◆ Selected extract

Rider Ratings: Qatar 2

How did the riders rate in the 2nd Qatar race? Powered by nearly enough diesel generators to charge 2 Tesla cars at the same time, the floodlights turned night into day. But who shone brightly on track?

Top ten finishers rated out of 10

Fabio Quartararararo – 10 out of 10

A dazzling win after overtaking half the field, and a far better performance than Qatar 1. The improvement is believed to be because he spent the week between races repeatedly watching the instructional videos on Sylvain Guintoli’s YouTube channel so he could “learn ‘ow to use ze brake and ze srottle like ze MotoGP rideurs”.

Johann Zarco – 9 out of 10

Another great race puts MotoGP’s sulkiest rider in the lead of the world championship. It was also a historic day for his nation. The last time a pair of Frenchmen elbowed their way to the front of the pack to claim 1st and 2nd spots was on the beaches of Dunkirk in 1940.

Jorge Martin – 9 out of 10

Outstanding stuff from the young Spanish rookie. Of course, now he has to keep up this level of performance. Some riders shine brightly as rookies only to become annoyingly random as they gain experience, like his fellow podium-dwellers Zarco and Quartarararo for example.

Alex Rins – 8 out of 10

Good solid race to finish just off the podium and beat his team-mate.

Maverick Vinales – 7 out of 10

Couldn’t repeat last week’s victory, but going from 1st to 5th is far better than his usual habit of going from 1st to 12th from one race to the next.

Pecco Bagnaia 7 out of 10

Outbraked himself into the first turn trying to make up for the poor start he made after he couldn’t get the “shapeshifter” suspension lowering device to engage. (Sooner or later there’ll be a big turn 1 pile-up caused by these stupid things).

Joan Mir – 6 out of 10

Had an epic whinge after the race. Really needs to learn that if you don’t want Jackass Miller to assault you on track, it’s best not to ram your front tyre into his thigh bone while going for a gap so totally non-existent that even the most optimistic Moto3 wildcard would never claim to have seen it.

Brad Binder – 9 out of 10

Crossed the line in 8th place less than 5 seconds from the winner, with the other KTM bikes finishing in 15th, 19th and a gravel trap. Somehow managed to hang on to the bike despite having to run the ludicrous twin-compound, asymmetric medium front tyre, which made tipping into a right-hander as frightening and dangerous as a Jack Miller overtake.

Jackass Miller – 5 out of 10

Another poor race from the factory Ducati rider. However, it was livened up by his clashes with Joan Mir. Outback ockers like Jackass aren’t exactly known for letting insults slide. In fact they’re renowned for drunkenly leaping into billabongs to viciously punch any 15 foot crocodile that looks at them funny. So it wasn’t that surprising to see him try to run Joan Mir into the side of a marshals’ post in a fit of rage. Made such vigorous obscene gestures at Mir on the slow-down lap that he was forced to undergo arm pump surgery after the race.

Aleix Asparagus – 7 out of 10

Not much he could do once he was sucked into the pack on an Aprilia too gutless to overtake with.

◆ Point-per-instance localization data

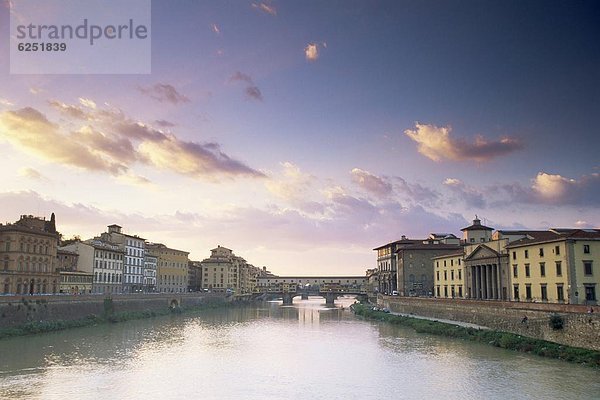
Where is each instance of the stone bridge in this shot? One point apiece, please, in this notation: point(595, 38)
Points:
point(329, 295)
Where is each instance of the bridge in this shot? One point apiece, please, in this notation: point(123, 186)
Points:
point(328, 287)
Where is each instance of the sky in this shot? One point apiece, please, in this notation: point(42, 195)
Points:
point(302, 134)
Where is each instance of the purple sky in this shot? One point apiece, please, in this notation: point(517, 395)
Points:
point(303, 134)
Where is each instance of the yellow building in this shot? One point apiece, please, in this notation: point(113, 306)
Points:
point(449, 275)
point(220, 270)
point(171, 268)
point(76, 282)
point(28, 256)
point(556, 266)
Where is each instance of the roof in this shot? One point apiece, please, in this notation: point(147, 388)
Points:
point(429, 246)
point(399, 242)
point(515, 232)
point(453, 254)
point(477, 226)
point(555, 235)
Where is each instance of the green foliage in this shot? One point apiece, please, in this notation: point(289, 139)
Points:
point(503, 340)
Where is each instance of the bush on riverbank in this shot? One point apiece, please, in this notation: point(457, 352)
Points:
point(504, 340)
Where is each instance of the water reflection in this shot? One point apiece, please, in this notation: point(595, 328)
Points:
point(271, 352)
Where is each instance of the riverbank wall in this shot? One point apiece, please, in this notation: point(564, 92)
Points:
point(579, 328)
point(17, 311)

◆ Directions for this task
Reproduce the passage of the Qatar rider ratings starting at "Top ten finishers" and ending at "Dunkirk in 1940.".

◆ Task output
Top ten finishers rated out of 10

Fabio Quartararararo – 10 out of 10

A dazzling win after overtaking half the field, and a far better performance than Qatar 1. The improvement is believed to be because he spent the week between races repeatedly watching the instructional videos on Sylvain Guintoli’s YouTube channel so he could “learn ‘ow to use ze brake and ze srottle like ze MotoGP rideurs”.

Johann Zarco – 9 out of 10

Another great race puts MotoGP’s sulkiest rider in the lead of the world championship. It was also a historic day for his nation. The last time a pair of Frenchmen elbowed their way to the front of the pack to claim 1st and 2nd spots was on the beaches of Dunkirk in 1940.